### Aim
Reproduce the lines below word for word, from the line containing "Detect green field." through the last line of the records, both ends included.
-------- Data for this exercise
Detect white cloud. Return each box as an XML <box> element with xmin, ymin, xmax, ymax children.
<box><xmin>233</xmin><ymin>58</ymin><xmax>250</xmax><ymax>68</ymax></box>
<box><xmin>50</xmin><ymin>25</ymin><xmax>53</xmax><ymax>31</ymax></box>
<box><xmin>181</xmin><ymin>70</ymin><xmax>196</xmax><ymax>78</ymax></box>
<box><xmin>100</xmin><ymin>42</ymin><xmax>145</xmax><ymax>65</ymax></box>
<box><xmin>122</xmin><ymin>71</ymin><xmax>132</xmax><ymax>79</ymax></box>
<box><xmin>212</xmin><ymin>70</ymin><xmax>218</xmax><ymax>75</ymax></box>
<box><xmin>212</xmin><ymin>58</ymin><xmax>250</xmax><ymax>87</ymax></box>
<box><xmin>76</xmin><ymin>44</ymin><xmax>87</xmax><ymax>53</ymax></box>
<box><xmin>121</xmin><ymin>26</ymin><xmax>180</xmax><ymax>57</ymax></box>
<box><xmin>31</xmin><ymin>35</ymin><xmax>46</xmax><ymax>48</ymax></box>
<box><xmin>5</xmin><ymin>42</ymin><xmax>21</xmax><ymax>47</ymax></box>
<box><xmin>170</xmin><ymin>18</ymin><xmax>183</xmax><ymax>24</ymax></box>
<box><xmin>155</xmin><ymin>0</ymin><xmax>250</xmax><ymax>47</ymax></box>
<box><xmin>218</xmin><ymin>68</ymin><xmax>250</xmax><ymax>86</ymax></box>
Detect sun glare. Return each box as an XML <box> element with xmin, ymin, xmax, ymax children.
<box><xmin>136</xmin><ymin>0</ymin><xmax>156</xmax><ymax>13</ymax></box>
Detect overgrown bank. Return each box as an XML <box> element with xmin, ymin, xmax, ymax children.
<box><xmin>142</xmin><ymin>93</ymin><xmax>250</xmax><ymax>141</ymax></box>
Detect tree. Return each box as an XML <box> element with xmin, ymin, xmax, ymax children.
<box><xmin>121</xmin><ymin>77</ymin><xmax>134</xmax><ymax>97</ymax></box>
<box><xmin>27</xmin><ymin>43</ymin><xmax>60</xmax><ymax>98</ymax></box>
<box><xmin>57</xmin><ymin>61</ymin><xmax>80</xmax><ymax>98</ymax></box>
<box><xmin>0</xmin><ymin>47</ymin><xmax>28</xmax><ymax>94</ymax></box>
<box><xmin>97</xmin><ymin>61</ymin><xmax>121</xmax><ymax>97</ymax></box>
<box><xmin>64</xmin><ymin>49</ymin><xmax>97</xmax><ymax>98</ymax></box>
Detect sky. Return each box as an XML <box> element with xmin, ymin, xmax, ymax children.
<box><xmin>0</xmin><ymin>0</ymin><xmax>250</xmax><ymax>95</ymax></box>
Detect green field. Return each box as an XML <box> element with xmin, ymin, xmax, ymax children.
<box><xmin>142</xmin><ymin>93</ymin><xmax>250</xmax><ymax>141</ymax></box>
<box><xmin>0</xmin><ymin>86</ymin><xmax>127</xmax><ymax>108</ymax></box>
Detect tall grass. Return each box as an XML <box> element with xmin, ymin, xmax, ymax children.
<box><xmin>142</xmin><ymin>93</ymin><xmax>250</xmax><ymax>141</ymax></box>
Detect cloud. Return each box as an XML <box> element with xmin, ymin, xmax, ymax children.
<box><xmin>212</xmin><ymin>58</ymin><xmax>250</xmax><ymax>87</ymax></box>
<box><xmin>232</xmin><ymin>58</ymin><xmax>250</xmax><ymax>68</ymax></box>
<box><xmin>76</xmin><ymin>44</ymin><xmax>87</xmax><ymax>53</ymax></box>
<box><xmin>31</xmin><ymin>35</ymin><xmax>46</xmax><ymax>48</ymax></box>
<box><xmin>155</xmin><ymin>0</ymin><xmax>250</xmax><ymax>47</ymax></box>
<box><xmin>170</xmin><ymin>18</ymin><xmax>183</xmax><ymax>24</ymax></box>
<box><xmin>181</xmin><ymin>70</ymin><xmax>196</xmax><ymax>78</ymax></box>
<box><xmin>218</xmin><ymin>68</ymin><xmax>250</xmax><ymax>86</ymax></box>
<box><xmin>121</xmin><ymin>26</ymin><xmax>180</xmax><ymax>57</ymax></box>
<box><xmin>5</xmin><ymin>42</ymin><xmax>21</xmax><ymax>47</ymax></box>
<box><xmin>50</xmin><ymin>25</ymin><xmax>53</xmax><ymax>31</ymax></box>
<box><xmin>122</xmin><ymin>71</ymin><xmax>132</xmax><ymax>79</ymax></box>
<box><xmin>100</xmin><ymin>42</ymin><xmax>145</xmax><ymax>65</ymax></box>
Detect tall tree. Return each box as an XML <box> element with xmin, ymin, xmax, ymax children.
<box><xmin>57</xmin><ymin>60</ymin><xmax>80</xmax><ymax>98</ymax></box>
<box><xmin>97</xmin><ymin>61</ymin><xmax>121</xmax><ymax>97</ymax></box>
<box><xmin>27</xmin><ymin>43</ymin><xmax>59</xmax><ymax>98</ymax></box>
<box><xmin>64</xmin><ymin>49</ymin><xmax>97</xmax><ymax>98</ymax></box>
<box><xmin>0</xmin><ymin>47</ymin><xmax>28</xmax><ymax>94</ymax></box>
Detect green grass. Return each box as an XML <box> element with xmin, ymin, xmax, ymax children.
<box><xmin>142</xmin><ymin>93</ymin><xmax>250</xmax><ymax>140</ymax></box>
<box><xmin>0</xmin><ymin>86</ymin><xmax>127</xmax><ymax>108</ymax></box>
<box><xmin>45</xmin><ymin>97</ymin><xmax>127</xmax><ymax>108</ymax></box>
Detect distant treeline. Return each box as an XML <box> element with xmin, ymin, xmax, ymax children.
----------------
### Response for this exercise
Detect green field. Return each box as an XML <box> element with xmin, ymin, xmax, ymax children.
<box><xmin>142</xmin><ymin>93</ymin><xmax>250</xmax><ymax>141</ymax></box>
<box><xmin>0</xmin><ymin>86</ymin><xmax>127</xmax><ymax>108</ymax></box>
Detect tall grass. Return each box as an XML <box> element with xmin, ymin, xmax, ymax children.
<box><xmin>142</xmin><ymin>93</ymin><xmax>250</xmax><ymax>141</ymax></box>
Detect cloud. Return each box as an XML <box> element with xmin, ymin, xmax, ymax children.
<box><xmin>212</xmin><ymin>58</ymin><xmax>250</xmax><ymax>87</ymax></box>
<box><xmin>232</xmin><ymin>58</ymin><xmax>250</xmax><ymax>68</ymax></box>
<box><xmin>76</xmin><ymin>44</ymin><xmax>87</xmax><ymax>53</ymax></box>
<box><xmin>31</xmin><ymin>35</ymin><xmax>46</xmax><ymax>48</ymax></box>
<box><xmin>155</xmin><ymin>0</ymin><xmax>250</xmax><ymax>47</ymax></box>
<box><xmin>170</xmin><ymin>18</ymin><xmax>183</xmax><ymax>24</ymax></box>
<box><xmin>181</xmin><ymin>70</ymin><xmax>196</xmax><ymax>78</ymax></box>
<box><xmin>218</xmin><ymin>68</ymin><xmax>250</xmax><ymax>86</ymax></box>
<box><xmin>121</xmin><ymin>26</ymin><xmax>180</xmax><ymax>57</ymax></box>
<box><xmin>5</xmin><ymin>42</ymin><xmax>21</xmax><ymax>47</ymax></box>
<box><xmin>50</xmin><ymin>25</ymin><xmax>53</xmax><ymax>31</ymax></box>
<box><xmin>122</xmin><ymin>71</ymin><xmax>132</xmax><ymax>79</ymax></box>
<box><xmin>100</xmin><ymin>42</ymin><xmax>145</xmax><ymax>65</ymax></box>
Detect tall tree. Return each box as an XML <box> element with xmin, ymin, xmax, ymax children.
<box><xmin>57</xmin><ymin>60</ymin><xmax>80</xmax><ymax>98</ymax></box>
<box><xmin>97</xmin><ymin>61</ymin><xmax>121</xmax><ymax>97</ymax></box>
<box><xmin>27</xmin><ymin>43</ymin><xmax>59</xmax><ymax>98</ymax></box>
<box><xmin>64</xmin><ymin>49</ymin><xmax>97</xmax><ymax>98</ymax></box>
<box><xmin>0</xmin><ymin>47</ymin><xmax>28</xmax><ymax>94</ymax></box>
Detect green grass. Return each box as an XML <box> element with xmin, ymin, xmax, ymax children.
<box><xmin>142</xmin><ymin>93</ymin><xmax>250</xmax><ymax>140</ymax></box>
<box><xmin>0</xmin><ymin>86</ymin><xmax>127</xmax><ymax>108</ymax></box>
<box><xmin>45</xmin><ymin>97</ymin><xmax>127</xmax><ymax>108</ymax></box>
Detect distant treeline. Return each box as an XML <box> element with xmin, ymin, xmax, ymax children.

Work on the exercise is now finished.